Logo Questions Linux Laravel Mysql Ubuntu Git Menu
 

set textwidth in vim without overriding filetype specific

Tags:

vim

word-wrap

I would like a textwidth of 80 by default in vim, but if specific filetypes have their own text width (in particular gitcommit where tw=72) I would like vim to honour that width.

In my .vimrc I have the line:

set tw=80

I have also tried

setlocal tw=80

However this seems to override the gitcommit width of 72.

If I remove the line then git commits work fine (wrap at 72) but a text file (for example) will not wrap automatically.

Is it possible to have vim wrap to 80 if nothing else is specified, but otherwise follow the specific filetype instructions?

As an aside, I think this used to work up until recently. I have tried removing everything else from my .virmrc but the set tw=80, but this doesn't make any difference.

EDIT: If I open up a git commit message editor, and run

:verbose set tw?

▶ _Extracted entries_
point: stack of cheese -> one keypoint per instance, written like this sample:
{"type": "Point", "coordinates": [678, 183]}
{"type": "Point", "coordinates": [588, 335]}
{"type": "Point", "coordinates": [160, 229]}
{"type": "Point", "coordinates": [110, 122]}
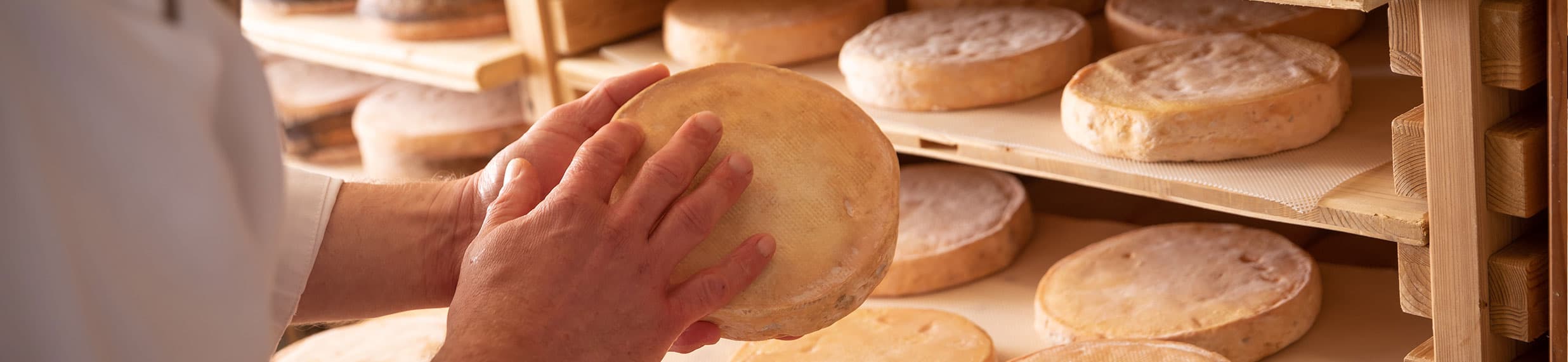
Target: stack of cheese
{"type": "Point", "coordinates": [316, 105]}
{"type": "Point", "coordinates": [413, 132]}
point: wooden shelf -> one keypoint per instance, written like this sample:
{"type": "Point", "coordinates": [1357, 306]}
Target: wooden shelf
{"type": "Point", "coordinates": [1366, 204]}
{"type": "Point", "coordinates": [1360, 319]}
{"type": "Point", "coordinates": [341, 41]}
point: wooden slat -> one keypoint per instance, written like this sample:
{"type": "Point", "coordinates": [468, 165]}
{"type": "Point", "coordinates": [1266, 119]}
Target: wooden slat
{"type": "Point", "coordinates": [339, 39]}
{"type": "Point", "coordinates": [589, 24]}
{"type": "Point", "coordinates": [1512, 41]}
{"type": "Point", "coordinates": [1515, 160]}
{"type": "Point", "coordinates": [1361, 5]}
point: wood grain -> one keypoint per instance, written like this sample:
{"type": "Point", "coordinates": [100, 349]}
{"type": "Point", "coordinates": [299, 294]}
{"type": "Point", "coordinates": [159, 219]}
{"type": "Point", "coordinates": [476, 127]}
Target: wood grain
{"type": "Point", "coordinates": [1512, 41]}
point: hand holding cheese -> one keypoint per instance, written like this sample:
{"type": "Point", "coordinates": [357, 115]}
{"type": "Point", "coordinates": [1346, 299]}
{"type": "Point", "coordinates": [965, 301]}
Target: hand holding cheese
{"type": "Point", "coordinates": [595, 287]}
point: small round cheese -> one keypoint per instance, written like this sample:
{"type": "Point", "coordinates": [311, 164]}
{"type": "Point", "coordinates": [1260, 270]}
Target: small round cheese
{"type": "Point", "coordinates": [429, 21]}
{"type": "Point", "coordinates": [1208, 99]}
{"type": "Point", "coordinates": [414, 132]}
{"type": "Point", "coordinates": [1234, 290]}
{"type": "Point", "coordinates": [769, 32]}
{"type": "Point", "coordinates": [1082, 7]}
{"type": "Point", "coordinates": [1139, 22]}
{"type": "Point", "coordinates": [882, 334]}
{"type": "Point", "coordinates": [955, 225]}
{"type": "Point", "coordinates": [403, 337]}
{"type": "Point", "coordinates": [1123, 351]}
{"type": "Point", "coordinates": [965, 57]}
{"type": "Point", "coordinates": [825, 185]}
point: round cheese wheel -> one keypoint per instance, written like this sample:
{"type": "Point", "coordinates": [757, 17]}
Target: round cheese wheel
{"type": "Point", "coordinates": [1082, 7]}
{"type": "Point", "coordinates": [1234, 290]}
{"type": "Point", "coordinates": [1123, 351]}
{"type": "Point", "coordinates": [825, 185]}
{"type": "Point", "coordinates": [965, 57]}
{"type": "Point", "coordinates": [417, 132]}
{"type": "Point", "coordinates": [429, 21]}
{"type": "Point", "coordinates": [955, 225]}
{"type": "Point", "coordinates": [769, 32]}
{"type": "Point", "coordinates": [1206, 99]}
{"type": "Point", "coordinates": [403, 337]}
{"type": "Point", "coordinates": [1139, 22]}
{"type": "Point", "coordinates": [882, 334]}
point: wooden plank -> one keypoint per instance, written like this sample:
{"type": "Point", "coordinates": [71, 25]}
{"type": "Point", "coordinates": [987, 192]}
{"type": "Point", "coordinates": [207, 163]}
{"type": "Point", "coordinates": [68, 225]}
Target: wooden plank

--

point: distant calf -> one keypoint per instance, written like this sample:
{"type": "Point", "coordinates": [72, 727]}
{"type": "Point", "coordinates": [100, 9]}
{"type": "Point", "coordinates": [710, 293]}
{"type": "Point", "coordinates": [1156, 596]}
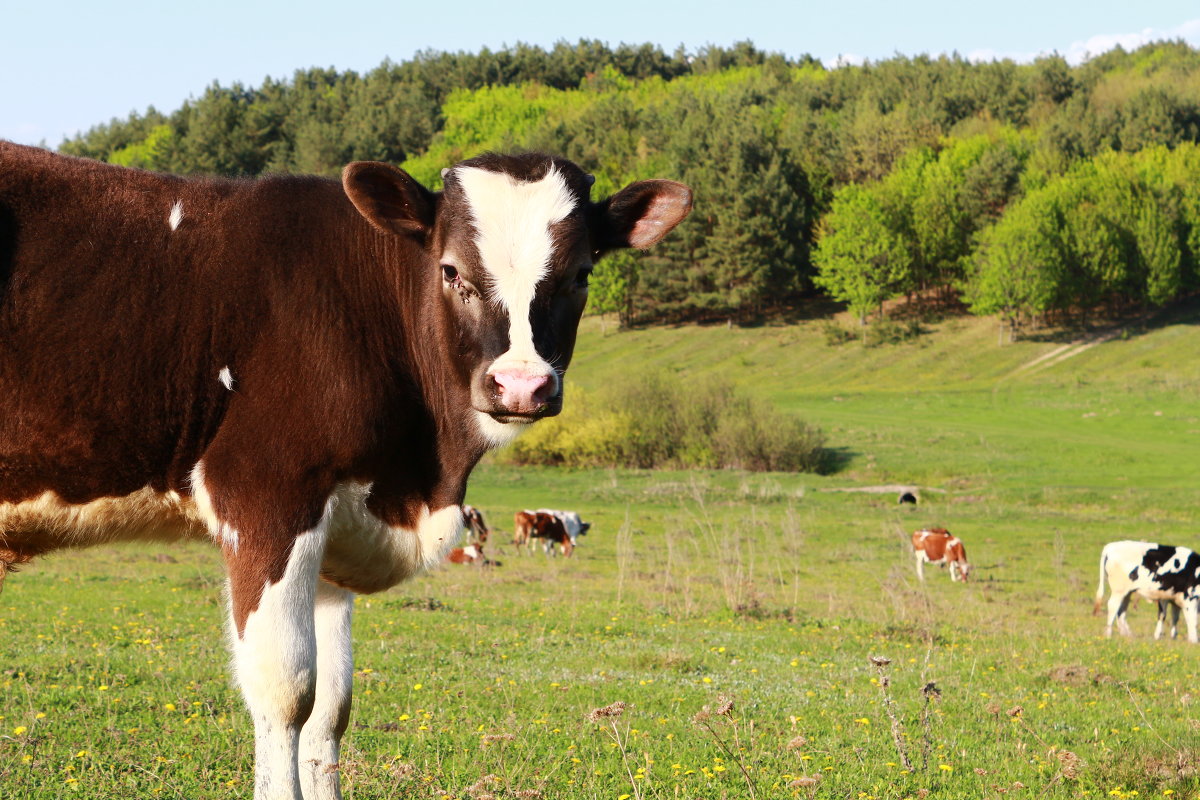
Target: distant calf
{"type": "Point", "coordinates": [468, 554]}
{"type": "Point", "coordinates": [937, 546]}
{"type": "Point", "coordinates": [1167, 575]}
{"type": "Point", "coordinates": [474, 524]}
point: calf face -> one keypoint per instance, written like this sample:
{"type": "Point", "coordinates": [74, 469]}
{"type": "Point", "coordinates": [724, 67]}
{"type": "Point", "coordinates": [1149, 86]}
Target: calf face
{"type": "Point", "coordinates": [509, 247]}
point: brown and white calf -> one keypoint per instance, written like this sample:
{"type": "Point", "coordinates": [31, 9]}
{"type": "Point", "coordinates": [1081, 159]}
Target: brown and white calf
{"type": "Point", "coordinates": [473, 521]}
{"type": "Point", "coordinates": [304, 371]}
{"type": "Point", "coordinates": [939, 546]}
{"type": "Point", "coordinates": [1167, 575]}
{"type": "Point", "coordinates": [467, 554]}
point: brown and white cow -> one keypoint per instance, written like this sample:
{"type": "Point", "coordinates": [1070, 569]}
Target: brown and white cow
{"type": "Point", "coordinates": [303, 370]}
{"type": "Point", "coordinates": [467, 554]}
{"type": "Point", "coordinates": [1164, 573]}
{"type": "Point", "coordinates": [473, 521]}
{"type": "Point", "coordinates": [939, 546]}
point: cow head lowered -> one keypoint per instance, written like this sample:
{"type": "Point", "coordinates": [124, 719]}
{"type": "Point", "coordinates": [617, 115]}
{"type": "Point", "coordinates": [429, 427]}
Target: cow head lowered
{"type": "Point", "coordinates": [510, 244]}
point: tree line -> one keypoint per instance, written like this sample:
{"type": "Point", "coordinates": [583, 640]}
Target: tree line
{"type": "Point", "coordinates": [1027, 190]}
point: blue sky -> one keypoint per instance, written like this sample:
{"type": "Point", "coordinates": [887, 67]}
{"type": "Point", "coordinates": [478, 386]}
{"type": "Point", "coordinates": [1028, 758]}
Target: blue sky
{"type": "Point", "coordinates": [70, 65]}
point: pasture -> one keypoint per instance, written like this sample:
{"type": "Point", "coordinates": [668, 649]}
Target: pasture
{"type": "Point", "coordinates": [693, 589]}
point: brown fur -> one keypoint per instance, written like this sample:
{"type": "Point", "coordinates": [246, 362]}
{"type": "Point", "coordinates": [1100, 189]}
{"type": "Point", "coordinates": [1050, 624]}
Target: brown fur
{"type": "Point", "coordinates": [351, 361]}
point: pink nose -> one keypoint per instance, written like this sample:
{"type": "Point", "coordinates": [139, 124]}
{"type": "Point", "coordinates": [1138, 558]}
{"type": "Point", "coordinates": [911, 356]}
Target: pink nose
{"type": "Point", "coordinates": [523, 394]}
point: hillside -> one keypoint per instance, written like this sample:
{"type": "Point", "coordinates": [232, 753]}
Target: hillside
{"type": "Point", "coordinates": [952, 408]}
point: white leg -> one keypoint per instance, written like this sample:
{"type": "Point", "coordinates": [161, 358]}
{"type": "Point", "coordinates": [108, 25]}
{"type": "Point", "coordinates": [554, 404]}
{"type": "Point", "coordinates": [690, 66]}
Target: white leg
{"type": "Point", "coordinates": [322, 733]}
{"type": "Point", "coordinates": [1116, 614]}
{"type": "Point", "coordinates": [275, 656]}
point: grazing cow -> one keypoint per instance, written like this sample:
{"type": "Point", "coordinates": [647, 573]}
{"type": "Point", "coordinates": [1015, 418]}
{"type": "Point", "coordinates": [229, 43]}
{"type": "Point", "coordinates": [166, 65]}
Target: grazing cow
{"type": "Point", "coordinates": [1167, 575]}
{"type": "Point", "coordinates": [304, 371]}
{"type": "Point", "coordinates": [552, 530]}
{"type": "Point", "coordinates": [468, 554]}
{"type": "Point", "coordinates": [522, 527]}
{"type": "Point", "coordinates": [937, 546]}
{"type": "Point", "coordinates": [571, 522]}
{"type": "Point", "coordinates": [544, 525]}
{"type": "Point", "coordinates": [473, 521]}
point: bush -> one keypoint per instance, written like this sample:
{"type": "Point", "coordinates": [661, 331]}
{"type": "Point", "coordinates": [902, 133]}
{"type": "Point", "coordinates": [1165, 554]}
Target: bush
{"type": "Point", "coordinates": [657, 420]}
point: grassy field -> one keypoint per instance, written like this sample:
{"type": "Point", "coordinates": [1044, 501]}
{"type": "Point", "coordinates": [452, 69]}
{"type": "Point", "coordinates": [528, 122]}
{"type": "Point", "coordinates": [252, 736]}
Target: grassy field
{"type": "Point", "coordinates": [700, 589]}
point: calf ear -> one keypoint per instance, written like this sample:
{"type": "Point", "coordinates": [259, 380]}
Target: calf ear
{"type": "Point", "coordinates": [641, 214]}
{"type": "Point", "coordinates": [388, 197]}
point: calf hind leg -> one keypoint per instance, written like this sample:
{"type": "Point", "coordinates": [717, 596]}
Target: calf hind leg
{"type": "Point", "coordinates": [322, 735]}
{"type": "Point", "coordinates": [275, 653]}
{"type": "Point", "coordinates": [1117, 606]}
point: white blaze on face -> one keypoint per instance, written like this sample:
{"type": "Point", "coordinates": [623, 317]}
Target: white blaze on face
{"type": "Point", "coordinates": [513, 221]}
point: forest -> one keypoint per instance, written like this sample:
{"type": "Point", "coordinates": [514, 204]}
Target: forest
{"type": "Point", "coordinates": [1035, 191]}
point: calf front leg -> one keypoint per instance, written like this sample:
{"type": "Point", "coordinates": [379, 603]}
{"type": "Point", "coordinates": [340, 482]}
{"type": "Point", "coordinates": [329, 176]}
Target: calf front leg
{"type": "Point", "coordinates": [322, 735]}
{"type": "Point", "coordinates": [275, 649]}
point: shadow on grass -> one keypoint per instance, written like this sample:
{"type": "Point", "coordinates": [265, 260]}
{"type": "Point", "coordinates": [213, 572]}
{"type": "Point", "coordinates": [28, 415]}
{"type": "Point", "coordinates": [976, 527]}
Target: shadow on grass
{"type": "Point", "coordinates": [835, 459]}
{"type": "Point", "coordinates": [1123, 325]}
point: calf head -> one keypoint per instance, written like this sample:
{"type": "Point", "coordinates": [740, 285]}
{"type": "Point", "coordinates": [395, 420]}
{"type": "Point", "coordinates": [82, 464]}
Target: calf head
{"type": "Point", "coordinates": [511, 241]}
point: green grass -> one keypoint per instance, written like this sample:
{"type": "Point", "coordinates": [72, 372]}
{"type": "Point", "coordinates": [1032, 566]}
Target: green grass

▶ _Required actions_
**1)** Please list every Vim command that the vim textwidth question shows on a line by itself.
**2)** Carry the vim textwidth question forward from its final line.

▶ _Answers by task_
**1)**
set tw=80
setlocal tw=80
:verbose set tw?

**2)**
vim displays:

   textwidth=80
        Last set from ~/.vimrc
like image 269
Alex Avatar asked Apr 08 '13 01:04

Alex


1 Answers

Vim has this covered with the global vs. buffer-local options. As you describe, you're supposed to :set a global default in your ~/.vimrc, and some filetypes may override the global default with :setlocal.

For troubleshooting, try

:verbose set tw?

This should tell you the last place that modified the option value.

Edit

For ft=gitcommit, it has special logic to only set the textwidth if (the global value) is empty:

if &textwidth == 0
    " make sure that log messages play nice with git-log on standard terminals
    setlocal textwidth=72
    let b:undo_ftplugin .= "|setl tw<"
endif

Your global settings prevents this from taking effect. The solution is to unconditionally set the textwidth yourself: In ~/.vim/after/ftplugin/gitcommit.vim, put this:

    setlocal textwidth=72
    let b:undo_ftplugin .= "|setl tw<"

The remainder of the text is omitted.